--- START ---
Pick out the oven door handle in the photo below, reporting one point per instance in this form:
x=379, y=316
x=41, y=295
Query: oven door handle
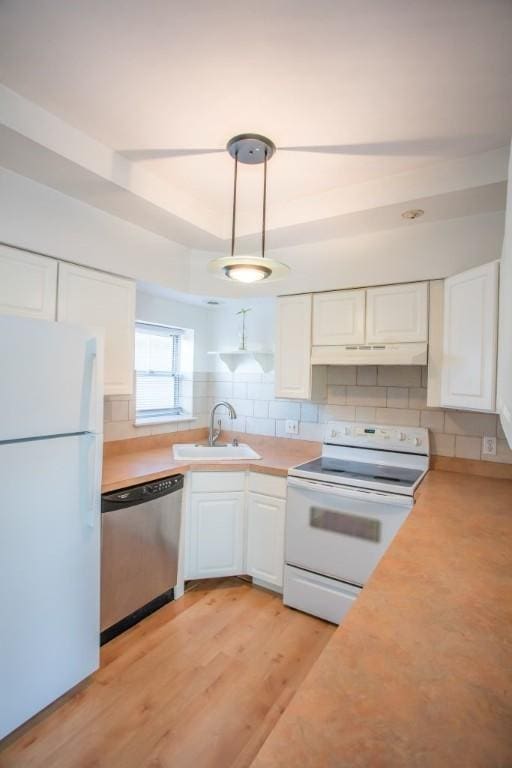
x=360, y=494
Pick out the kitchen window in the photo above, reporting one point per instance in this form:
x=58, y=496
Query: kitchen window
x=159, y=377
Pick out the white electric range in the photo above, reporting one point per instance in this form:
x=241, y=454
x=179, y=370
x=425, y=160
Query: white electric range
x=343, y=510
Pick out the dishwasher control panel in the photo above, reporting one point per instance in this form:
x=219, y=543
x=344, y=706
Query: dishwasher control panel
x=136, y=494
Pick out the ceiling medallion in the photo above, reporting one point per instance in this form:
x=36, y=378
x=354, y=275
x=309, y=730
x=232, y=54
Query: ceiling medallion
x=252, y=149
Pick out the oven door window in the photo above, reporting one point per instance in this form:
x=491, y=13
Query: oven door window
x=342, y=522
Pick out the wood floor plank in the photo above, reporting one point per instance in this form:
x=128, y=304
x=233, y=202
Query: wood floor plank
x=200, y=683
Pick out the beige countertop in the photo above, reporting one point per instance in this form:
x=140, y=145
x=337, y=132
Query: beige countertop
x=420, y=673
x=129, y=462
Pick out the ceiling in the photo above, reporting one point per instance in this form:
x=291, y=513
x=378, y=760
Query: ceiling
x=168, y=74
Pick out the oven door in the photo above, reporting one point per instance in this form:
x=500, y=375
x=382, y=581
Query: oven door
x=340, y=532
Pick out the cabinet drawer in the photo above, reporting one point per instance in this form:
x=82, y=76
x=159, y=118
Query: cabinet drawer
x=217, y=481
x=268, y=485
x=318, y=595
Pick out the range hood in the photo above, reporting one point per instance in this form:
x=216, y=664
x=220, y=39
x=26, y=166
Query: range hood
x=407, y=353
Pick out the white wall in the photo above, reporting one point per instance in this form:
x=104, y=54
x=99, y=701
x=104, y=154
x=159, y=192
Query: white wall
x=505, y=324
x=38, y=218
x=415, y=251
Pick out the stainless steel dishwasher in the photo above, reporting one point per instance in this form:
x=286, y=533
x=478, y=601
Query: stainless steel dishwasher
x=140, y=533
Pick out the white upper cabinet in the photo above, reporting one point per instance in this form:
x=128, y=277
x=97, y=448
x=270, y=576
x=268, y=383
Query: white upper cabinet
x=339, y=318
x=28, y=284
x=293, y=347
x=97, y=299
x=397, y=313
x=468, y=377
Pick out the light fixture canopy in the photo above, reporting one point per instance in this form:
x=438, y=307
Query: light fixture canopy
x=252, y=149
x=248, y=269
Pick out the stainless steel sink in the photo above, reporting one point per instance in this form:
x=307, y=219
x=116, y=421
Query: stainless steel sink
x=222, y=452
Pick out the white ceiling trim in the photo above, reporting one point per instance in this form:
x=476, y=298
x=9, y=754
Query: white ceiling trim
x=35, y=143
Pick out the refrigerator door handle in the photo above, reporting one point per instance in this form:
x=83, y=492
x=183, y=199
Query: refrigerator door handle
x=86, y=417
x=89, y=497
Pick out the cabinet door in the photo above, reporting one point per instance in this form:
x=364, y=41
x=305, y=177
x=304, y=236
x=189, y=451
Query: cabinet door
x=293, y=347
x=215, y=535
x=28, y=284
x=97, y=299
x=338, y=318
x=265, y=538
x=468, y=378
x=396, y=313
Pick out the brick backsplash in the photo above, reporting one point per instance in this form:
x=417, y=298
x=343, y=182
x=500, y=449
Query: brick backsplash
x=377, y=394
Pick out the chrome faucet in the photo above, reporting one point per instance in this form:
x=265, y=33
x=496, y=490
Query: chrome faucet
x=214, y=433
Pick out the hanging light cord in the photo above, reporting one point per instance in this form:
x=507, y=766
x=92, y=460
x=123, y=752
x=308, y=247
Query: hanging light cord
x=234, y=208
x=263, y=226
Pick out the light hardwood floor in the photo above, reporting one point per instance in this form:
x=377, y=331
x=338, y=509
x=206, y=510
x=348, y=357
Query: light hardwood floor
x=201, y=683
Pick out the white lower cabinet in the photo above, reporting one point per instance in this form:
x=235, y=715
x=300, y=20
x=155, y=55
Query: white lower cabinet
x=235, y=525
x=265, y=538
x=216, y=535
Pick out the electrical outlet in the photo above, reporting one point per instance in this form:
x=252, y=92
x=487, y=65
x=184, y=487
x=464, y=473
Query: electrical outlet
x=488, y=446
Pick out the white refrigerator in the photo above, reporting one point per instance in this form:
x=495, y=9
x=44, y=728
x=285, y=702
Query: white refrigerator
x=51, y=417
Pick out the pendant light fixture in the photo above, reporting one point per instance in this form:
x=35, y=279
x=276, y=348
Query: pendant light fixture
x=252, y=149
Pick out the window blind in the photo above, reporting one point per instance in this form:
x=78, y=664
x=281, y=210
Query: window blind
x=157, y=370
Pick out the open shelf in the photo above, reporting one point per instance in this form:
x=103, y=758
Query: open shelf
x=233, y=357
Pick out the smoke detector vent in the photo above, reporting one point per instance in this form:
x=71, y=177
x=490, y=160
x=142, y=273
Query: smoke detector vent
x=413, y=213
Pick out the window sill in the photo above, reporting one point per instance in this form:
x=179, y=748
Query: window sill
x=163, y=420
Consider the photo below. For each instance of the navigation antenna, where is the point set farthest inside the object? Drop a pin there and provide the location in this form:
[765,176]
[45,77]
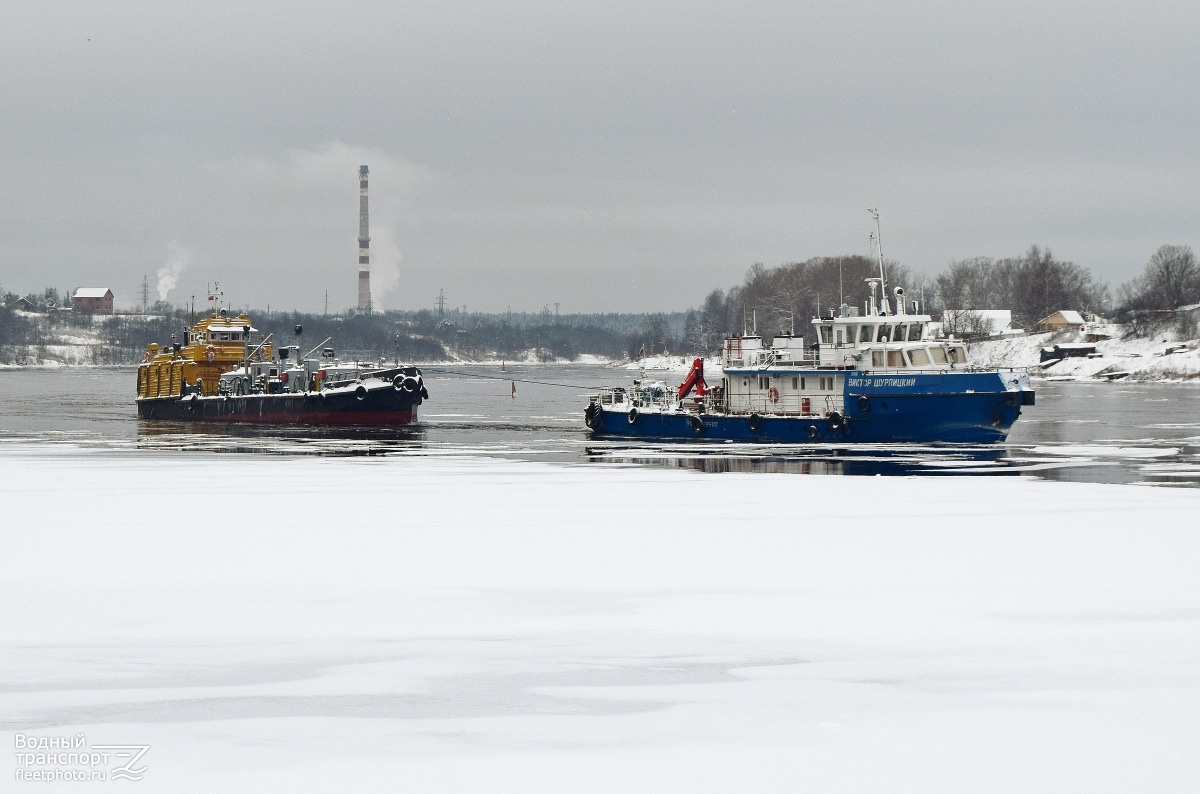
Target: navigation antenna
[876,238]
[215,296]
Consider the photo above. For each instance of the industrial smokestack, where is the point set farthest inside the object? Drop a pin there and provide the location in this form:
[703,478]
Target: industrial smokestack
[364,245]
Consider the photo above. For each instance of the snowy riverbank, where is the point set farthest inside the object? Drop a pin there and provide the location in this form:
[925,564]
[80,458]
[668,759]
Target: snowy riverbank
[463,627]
--- END ---
--- START ---
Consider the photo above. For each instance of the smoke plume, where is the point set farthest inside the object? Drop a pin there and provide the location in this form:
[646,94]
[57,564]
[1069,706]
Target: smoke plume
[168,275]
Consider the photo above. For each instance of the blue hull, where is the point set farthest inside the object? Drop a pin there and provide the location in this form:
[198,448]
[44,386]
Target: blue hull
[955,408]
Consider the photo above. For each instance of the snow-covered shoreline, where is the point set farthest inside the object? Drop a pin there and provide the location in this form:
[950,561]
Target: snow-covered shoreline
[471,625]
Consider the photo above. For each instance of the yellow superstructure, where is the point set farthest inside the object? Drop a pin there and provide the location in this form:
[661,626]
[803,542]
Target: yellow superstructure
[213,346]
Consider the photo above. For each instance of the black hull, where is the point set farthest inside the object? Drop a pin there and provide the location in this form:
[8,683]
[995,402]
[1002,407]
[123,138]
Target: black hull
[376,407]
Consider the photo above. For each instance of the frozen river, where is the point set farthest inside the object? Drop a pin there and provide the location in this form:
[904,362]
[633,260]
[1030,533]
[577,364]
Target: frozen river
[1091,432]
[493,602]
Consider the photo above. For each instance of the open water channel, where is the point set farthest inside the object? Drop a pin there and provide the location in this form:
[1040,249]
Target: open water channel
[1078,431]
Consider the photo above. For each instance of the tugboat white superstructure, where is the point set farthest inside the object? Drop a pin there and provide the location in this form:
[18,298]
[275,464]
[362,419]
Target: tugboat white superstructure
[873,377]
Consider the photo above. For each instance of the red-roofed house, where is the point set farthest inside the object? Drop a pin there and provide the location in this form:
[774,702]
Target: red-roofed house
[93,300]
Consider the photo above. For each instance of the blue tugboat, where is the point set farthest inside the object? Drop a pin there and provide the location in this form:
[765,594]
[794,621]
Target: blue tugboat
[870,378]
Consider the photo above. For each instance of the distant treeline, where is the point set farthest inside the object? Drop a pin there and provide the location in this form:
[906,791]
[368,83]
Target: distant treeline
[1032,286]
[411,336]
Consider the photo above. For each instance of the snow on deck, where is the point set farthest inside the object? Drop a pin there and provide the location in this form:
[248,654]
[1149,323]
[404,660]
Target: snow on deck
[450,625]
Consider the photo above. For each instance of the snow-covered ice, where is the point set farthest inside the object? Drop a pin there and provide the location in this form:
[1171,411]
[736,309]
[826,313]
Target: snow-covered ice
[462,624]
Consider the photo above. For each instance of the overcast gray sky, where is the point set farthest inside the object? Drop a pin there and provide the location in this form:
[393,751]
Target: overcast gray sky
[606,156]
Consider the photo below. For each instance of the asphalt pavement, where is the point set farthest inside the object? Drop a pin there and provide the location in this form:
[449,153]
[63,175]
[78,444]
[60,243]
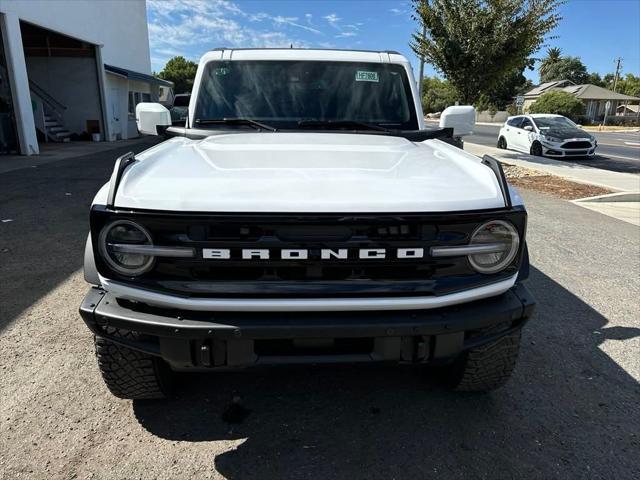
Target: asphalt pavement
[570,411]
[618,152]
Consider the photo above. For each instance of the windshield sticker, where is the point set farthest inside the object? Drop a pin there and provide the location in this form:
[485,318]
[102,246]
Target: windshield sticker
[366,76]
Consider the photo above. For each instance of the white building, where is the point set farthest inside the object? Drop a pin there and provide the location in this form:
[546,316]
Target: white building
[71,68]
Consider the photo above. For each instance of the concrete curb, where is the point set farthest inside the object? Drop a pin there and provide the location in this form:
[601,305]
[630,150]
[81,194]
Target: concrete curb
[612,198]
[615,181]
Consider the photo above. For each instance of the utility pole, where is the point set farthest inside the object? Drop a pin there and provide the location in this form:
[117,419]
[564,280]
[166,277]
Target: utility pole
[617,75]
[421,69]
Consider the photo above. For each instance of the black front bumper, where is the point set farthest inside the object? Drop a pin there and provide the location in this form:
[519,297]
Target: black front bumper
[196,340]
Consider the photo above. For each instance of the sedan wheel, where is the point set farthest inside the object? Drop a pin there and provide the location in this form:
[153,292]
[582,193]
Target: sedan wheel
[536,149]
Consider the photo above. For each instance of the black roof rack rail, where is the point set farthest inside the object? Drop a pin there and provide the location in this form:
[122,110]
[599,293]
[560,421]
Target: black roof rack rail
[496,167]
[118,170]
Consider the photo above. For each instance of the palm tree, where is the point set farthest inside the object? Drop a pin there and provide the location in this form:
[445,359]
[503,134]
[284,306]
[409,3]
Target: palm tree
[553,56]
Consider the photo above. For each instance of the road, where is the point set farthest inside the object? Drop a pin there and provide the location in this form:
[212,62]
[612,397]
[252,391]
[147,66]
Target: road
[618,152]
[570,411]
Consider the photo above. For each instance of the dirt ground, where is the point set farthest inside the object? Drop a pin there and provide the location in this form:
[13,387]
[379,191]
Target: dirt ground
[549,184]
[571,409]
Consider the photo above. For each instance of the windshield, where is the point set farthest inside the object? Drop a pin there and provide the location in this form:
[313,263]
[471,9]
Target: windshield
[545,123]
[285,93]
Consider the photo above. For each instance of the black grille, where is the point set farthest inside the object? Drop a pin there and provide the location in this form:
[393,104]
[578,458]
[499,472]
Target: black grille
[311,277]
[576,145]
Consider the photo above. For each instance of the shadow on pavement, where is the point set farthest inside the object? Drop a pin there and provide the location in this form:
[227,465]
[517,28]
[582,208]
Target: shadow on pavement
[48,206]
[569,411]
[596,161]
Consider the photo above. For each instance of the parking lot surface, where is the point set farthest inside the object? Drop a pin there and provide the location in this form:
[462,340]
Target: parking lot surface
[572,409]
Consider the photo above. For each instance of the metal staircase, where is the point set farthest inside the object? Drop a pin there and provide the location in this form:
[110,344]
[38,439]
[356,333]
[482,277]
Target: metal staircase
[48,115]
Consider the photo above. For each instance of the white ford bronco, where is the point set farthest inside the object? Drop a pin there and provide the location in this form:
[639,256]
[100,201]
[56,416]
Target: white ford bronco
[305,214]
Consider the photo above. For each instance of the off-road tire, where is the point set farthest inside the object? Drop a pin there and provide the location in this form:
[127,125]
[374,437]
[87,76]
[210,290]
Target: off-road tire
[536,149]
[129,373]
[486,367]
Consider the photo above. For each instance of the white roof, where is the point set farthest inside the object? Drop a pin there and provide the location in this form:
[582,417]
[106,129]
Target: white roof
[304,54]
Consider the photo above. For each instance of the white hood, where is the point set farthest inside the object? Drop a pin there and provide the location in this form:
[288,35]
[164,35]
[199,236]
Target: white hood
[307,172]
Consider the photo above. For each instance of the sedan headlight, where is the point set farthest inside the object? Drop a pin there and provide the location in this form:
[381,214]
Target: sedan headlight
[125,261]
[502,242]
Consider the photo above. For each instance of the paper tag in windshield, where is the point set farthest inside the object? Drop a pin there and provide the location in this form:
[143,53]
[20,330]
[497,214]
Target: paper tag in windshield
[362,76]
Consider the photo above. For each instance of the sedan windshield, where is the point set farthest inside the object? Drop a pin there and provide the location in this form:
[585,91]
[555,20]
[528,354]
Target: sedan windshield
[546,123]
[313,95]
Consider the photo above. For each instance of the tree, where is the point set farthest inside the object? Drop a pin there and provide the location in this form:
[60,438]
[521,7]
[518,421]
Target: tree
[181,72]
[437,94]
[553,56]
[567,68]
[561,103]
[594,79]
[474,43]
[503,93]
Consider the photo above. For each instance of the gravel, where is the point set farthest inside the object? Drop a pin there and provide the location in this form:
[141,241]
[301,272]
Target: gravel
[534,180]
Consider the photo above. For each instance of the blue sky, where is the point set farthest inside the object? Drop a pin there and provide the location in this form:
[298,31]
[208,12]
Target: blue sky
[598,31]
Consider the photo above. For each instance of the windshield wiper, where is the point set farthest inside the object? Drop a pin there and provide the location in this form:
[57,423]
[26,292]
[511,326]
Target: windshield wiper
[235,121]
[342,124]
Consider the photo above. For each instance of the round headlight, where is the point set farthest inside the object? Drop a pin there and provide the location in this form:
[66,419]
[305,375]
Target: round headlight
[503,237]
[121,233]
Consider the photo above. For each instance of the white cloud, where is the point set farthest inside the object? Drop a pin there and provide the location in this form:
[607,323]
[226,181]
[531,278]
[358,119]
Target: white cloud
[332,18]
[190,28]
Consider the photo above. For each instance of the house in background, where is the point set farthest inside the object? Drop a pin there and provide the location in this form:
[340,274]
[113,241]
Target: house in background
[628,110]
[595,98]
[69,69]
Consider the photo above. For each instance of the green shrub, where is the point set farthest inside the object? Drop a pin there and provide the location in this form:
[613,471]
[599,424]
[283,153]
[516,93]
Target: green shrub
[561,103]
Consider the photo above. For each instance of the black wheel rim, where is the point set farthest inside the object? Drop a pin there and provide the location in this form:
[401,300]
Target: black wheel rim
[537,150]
--- END ---
--- START ---
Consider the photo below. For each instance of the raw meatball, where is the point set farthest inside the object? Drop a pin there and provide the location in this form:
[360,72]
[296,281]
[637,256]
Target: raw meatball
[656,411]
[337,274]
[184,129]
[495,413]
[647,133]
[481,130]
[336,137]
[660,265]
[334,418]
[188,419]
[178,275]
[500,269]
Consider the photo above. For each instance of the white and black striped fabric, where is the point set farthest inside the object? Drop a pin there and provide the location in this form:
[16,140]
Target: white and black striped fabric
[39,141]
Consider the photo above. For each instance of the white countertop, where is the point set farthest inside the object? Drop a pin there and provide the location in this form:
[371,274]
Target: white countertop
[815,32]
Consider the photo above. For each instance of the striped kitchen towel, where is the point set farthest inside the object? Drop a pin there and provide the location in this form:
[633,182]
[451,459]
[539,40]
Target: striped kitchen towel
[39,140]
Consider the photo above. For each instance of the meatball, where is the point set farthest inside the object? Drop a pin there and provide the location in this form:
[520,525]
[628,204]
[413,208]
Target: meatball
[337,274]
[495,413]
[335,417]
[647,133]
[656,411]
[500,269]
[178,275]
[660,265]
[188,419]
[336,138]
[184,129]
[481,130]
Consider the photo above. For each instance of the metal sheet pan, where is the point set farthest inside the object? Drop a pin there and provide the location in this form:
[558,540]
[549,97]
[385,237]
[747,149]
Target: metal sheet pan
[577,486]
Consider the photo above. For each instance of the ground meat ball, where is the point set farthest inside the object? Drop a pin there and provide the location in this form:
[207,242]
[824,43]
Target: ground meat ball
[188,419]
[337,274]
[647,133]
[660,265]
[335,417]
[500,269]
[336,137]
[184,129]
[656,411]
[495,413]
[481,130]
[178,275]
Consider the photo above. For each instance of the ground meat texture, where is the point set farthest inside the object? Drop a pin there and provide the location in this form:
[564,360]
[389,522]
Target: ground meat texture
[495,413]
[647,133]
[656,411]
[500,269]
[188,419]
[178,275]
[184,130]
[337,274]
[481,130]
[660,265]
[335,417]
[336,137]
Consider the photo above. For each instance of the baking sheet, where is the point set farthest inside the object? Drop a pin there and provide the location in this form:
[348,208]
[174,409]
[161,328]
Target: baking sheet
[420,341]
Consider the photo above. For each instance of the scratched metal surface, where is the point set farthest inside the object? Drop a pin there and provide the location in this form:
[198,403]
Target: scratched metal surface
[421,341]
--- END ---
- _Description of the task_
When you find a line in the records that contains the word "below", copy it.

- _Output for this exercise_
Pick out the oven door handle in the photo below, reporting one point per instance in this form:
Consider the photo below. For each instance of the navigation antenna, where is the point set farthest inside the object? Drop a pin there and provide the location in this form:
Consider the photo below. For each instance of the asphalt pavement, where is the point set farthest inside the object? Drop a pin there and provide the location in this form:
Consider the photo below. For each instance of the raw meatball, where is the point set farthest inside the object? Drop a pin there and provide the location in this form:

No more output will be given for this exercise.